INSTRUÇÕES DA TAREFA: Dê continuidade ao texto sobre falsos cognatos, começando logo depois da última frase dele.

TEXTO EXTRAÍDO:
'''
15/07/2007

xibuardiolã e a loucura

Andei pensando nos falsos cognatos, como a palavra "chair", por exemplo, que em inglês diz "cadeira" e em francês "carne". Mas há os cognatos que não são tão falsos assim, como a palavra "aimer" que em francês diz "amar, gostar, estimar" e a palavra "aim" que em inglês diz "almejar, intencionar, objetivar". Talvez possamos levar em conta um carácter mais romântico dos franceses e mais pragmático dos britânicos que trazem essa leve distinção de significados, que mesmo distintos, permanecem muito próximos. Vide os gregos com sua "philia" que diz "amar, gostar, estimar, almejar, intencionar, objetivar", p.ex.: "filosofia" que é amar, objetivar a sabedoria. Podemos admitir que os franceses, pelo menos nessa palavra, herdaram o carácter dionisíaco e os britânicos, como bons rivais e preservadores da dialética, herdaram o carácter apolíneo.
'''
SEÇÃO DE DADOS:
'''
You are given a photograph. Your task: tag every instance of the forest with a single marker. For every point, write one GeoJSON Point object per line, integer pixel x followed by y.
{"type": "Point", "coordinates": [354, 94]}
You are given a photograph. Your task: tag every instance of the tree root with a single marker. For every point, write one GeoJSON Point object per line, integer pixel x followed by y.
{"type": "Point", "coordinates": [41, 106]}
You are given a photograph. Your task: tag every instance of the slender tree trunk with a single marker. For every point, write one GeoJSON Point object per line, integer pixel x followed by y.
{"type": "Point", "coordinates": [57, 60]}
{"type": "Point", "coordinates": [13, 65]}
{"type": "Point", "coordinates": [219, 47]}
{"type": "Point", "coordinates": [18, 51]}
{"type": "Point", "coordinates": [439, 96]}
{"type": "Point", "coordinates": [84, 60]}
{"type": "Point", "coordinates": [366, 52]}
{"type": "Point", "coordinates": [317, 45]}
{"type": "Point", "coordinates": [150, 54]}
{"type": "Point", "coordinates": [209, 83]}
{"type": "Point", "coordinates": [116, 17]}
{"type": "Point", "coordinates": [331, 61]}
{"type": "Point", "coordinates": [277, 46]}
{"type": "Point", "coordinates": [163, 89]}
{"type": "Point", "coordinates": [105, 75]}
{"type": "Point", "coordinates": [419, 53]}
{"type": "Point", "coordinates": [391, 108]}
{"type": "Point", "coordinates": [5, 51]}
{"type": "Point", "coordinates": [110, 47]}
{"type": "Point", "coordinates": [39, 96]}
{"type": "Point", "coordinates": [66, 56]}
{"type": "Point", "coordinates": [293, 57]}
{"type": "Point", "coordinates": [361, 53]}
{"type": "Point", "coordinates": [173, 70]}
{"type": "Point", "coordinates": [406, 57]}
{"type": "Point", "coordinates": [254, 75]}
'''
RESPOSTA DO EXERCÍCIO:
Outro falso cognato, mas nem tão falso, se faz entre as línguas portuguesa e francesa, com sua "folie" e nossa "folia"; para eles, loucura, para nós alegria. As festas, as músicas, os batuques, as danças, as cores, as alegorias; O Carnaval é loucura ou alegria?

"Vai passar
Nessa avenida um samba
popular
Cada paralelepípedo
Da velha cidade
Essa noite vai
Se arrepiar
Ao lembrar
Que aqui passaram
sambas imortais
Que aqui sangraram pelos
nossos pés
Que aqui sambaram
nossos ancestrais

Num tempo
Página infeliz da nossa
história
Passagem desbotada na
memória
Das nossas novas
gerações
Dormia
A nossa pátria mãe tão
distraída
Sem perceber que era
subtraída
Em tenebrosas
transações

Seus filhos
Erravam cegos pelo
continente
Levavam pedras feito
penitentes
Erguendo estranhas
catedrais
E um dia, afinal
Tinham direito a uma
alegria fugaz
Uma ofegante epidemia
Que se chamava carnaval
O carnaval, o carnaval
(Vai passar)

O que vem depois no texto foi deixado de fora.